=== WORK TO BE COMPLETED ===
Pick out and copy every line in the entries below that contains the word "wooden".

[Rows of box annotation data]
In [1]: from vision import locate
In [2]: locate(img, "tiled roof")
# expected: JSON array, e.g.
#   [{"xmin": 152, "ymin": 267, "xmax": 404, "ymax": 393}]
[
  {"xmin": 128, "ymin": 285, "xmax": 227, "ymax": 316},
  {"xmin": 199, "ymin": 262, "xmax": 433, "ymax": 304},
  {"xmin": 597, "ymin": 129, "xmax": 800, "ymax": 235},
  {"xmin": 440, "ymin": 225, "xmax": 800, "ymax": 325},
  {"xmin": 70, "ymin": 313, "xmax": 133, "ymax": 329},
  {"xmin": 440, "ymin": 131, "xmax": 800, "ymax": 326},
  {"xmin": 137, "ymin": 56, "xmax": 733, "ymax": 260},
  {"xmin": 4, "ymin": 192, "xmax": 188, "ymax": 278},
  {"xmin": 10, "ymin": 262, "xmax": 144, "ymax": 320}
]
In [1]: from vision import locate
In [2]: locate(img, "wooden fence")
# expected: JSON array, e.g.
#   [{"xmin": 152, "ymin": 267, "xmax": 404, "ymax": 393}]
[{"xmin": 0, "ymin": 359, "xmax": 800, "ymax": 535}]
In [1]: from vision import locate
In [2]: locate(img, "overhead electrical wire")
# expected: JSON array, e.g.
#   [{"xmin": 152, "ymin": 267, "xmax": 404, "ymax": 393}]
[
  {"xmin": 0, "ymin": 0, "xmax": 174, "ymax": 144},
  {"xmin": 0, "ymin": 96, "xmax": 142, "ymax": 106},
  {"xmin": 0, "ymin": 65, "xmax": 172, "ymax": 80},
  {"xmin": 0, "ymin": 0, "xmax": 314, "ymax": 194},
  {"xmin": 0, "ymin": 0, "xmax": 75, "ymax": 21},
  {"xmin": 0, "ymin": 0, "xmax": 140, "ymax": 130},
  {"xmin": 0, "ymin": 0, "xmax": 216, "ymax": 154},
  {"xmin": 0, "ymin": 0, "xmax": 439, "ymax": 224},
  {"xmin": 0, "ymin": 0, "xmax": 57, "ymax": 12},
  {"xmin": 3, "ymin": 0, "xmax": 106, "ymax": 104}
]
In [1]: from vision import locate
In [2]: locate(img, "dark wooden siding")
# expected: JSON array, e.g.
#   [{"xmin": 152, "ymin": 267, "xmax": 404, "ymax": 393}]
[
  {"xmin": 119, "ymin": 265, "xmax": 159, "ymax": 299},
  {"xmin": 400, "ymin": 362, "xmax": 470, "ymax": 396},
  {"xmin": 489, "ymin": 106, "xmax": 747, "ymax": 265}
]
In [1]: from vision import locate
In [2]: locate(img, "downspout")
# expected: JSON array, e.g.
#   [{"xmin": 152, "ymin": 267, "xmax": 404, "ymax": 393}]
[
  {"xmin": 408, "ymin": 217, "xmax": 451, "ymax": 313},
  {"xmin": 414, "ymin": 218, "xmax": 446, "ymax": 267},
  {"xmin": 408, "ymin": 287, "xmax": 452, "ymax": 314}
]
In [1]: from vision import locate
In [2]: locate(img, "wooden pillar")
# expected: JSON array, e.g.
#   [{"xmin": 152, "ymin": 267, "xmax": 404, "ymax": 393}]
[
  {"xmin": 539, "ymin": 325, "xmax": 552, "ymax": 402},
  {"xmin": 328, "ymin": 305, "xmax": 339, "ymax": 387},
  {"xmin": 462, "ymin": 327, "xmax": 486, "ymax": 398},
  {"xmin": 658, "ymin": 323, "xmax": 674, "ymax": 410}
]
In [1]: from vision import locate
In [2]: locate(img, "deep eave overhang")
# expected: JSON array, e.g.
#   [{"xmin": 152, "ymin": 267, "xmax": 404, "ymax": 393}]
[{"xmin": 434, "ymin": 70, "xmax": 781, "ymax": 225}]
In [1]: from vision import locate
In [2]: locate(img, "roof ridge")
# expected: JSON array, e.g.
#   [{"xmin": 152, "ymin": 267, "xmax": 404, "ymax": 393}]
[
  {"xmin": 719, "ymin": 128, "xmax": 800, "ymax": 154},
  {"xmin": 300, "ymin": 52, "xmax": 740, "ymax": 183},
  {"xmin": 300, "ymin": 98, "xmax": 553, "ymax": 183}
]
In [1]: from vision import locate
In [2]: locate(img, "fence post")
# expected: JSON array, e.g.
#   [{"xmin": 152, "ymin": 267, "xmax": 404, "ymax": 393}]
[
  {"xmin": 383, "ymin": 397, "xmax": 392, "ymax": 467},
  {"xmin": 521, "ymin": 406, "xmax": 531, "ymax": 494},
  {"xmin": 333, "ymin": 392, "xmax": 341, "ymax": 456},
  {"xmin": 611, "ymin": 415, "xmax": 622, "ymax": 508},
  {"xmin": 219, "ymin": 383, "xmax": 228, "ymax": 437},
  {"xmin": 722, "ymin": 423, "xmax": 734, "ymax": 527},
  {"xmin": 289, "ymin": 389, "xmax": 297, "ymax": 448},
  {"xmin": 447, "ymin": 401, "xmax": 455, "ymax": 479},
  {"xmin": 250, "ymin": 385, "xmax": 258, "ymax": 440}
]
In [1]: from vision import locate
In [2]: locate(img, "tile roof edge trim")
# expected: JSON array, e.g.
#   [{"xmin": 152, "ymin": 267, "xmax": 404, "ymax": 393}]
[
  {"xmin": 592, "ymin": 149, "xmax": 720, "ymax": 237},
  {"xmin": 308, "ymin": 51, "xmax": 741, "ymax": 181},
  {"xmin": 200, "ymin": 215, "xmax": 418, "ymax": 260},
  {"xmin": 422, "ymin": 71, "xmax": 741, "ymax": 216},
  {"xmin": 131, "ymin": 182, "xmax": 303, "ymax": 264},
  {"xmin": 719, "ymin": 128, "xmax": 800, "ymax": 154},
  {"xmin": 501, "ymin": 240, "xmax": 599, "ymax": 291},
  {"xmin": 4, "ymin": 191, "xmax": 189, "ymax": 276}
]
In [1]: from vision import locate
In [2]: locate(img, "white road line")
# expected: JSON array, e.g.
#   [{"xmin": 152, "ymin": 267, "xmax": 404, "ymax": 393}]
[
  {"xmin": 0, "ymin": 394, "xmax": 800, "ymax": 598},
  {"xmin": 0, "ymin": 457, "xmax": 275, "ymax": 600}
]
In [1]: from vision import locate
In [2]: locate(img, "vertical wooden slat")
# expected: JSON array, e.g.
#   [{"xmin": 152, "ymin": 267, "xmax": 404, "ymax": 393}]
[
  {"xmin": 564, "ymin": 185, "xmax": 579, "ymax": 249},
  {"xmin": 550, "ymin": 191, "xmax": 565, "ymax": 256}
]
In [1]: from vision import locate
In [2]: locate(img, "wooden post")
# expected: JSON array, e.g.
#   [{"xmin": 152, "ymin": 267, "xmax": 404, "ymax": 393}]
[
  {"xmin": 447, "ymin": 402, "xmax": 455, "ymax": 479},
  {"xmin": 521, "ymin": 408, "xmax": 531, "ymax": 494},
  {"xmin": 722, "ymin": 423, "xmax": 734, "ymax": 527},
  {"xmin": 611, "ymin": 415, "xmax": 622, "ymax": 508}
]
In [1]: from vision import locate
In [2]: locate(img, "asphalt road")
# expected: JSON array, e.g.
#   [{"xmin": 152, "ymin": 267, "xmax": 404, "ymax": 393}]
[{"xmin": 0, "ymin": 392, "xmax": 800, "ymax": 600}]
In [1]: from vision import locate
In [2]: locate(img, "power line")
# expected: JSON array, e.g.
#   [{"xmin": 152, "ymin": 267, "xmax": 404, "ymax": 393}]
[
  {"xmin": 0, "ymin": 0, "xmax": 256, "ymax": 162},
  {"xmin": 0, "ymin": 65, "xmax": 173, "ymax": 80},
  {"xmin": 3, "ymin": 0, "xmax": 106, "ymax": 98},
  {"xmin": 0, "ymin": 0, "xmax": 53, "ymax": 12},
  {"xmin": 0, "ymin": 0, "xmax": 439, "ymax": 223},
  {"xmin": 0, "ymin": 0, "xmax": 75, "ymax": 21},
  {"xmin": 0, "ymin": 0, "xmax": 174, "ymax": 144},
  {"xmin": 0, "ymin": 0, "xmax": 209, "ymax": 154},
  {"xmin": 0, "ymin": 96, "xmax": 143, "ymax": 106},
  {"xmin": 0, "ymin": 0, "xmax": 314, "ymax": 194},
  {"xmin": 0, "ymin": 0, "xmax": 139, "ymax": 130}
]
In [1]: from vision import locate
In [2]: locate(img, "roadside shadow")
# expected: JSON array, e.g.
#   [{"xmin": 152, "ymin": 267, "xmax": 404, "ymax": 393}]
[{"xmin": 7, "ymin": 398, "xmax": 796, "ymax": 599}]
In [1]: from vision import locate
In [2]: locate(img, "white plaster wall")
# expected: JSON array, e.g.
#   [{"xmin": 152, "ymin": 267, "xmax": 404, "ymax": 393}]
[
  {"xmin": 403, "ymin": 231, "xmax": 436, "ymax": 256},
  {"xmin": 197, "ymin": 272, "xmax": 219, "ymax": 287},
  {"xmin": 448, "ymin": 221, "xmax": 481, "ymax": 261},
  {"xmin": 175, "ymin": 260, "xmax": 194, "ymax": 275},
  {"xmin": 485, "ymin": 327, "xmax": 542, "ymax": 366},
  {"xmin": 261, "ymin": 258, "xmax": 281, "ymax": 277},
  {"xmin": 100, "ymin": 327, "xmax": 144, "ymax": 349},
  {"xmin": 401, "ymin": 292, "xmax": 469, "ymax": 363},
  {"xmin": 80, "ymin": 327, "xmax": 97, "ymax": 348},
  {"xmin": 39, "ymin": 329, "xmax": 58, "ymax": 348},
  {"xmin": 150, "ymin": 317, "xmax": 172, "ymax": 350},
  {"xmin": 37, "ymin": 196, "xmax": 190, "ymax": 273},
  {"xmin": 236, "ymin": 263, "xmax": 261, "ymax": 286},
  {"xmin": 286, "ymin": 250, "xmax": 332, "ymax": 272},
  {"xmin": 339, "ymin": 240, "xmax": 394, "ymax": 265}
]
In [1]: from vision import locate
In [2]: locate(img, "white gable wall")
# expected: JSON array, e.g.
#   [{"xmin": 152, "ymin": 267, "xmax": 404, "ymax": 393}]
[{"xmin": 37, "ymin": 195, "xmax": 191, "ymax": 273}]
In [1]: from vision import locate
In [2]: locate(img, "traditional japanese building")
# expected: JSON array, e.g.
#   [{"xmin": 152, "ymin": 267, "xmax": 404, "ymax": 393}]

=== RESPONSE TO THE EXERCISE ===
In [2]: locate(img, "wooden fence")
In [2]: locate(img, "dark wooden siding")
In [2]: locate(img, "wooden pillar")
In [2]: locate(img, "vertical wooden slat")
In [2]: locate(img, "wooden post")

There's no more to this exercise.